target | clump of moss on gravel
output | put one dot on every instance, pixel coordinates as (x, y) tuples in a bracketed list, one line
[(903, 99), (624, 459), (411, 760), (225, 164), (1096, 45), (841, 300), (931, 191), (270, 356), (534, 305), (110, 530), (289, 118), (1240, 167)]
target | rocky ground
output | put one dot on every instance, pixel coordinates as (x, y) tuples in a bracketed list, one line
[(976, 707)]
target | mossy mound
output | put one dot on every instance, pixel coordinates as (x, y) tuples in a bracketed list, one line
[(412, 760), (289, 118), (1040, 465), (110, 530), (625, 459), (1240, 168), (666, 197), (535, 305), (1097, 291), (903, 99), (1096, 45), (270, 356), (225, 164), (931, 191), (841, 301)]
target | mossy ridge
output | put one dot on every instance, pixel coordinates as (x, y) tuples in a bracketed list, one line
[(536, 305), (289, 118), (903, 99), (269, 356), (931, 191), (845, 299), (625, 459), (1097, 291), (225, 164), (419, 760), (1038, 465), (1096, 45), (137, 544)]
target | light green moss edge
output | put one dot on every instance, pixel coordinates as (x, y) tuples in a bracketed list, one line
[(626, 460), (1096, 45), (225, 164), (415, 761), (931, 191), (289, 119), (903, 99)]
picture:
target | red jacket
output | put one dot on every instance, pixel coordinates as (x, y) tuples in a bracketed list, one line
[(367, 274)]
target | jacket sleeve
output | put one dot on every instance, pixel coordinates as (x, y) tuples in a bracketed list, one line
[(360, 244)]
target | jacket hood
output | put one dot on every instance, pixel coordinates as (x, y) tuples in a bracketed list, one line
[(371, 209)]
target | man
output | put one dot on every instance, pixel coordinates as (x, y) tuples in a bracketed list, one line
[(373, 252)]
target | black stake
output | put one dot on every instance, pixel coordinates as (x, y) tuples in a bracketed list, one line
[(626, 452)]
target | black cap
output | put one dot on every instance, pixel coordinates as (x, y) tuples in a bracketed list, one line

__WRITTEN EXERCISE__: Offset every pixel coordinate in the answers by 9 for the items between the line containing "target | jacket hood" and the end of the items, inclusive. Write out every line in that span, adding 9 to both the x and the y value and leaving all other text unchanged.

__THE OUTPUT__:
target | jacket hood
output | put one dot on every instance, pixel coordinates as (x, y) tuples in a bracketed list, one line
[(380, 218)]
target | man
output | put one dot on every instance, pixel coordinates as (x, y) tuples in a bracketed list, one line
[(382, 261)]
target | black stake
output | put one dot on every instance, pixel coordinates as (x, y) tuples in a bracketed list, one line
[(635, 461)]
target | black cap
output | put one dot on every instance, pixel coordinates as (x, y) tuples in a bracketed list, one line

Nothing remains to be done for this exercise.